SLAUGHTER BEACH, Del. — Sixteen nautical miles from the Indian River
Inlet and about 80 feet underwater, a building boom is under way at the
Red Bird Reef.

One by one, a machine operator has been shoving hundreds of retired New
York City subway cars off a barge, continuing the transformation of a
barren stretch of ocean floor into a bountiful oasis, carpeted in sea
grasses, walled thick with blue mussels and sponges, and teeming with
black sea bass and tautog.

“They’re basically luxury condominiums for fish,” Jeff Tinsman,
artificial reef program manager for the Delaware
<http://topics.nytimes.com/top/news/national/usstatesterritoriesandpossessions/delaware/index.html?inline=nyt-geo>
Department of Natural Resources and Environmental Control, said as one
of 48 of the 19-ton retirees from New York City sank toward the 666
already on the ocean floor.

But now, Delaware is struggling with the misfortune of its own success.

Having planted a thriving community in what was once an underwater
desert, state marine officials are faced with the sort of overcrowding,
crime and traffic problems more common to terrestrial cities.

The summer flounder and bass have snuggled so tightly on top and in the
nooks of the subway cars that Mr. Tinsman is trying to expand the
housing capacity. He is having trouble, however, because other states,
seeing Delaware’s successes, have started competing for the subway cars,
which New York City provides free.

Crisscrossing over the reef, commercial pot fishermen keep getting their
lines tangled with those of smaller hook-and-reel anglers, and the
rising tension has led the state to ask federal marine officials to
declare the area off limits to large commercial fishermen.

As the reef has become more popular, theft and sabotage of fishing traps
and pots has more than doubled in the last several years, said Capt.
David Lewis of the Delaware Bay Launch Service. “People now don’t just
steal the fish inside the pots out here, they’ve started stealing the
pots, too,” he said.

The reef, named after New York City’s famous Redbird subway cars, now
supports more than 10,000 angler trips annually, up from fewer than 300
in 1997. It has seen a 400-fold increase in the amount of marine food
per square foot in the last seven years, according to state data.

[Provided data]
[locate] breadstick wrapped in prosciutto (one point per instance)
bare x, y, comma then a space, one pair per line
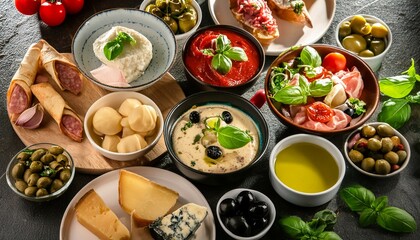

[What to do]
**1.** From the passage on the Red Bird Reef, list every kind of marine life named in the sentence beginning "One by one, a machine operator".
**2.** Resume the passage on the Red Bird Reef, picking up after its final sentence.

[Answers]
**1.**
- Sea grasses
- Blue mussels
- Sponges
- Black sea bass
- Tautog

**2.**
Mr. Tinsman said his department was doing everything it could to expand
the capacity, noting that last year, when subway cars were unavailable,
he sank a 92-year-old tugboat and the YOG-93, a 175-foot decommissioned
Navy tanker built in 1945 for the planned invasion of Japan. Fifty
subway cars are due this month, he said.

“The secret is out, I guess,” said Michael G. Zacchea, the Metropolitan
Transit Authority official in charge of getting rid of New York City’s
old subway cars.

Mr. Zacchea added that Delaware’s prospects for expanding the reef
looked grim because New York State has said it wanted all of the city’s
retired subway cars once the United States Army Corps of Engineers
updates the state’s reef permit this summer. Mr. Zacchea said he would
soon stop shipments out of state, saving perhaps $2 million in transport
costs. As a good faith gesture, the city probably will provide about 100
cars to Delaware, Maryland, Virginia and New Jersey before out-of-state
deliveries are halted.

While New York State works to get its permit in place, other states are
pushing hard to get what they can from the city, Mr. Zacchea said.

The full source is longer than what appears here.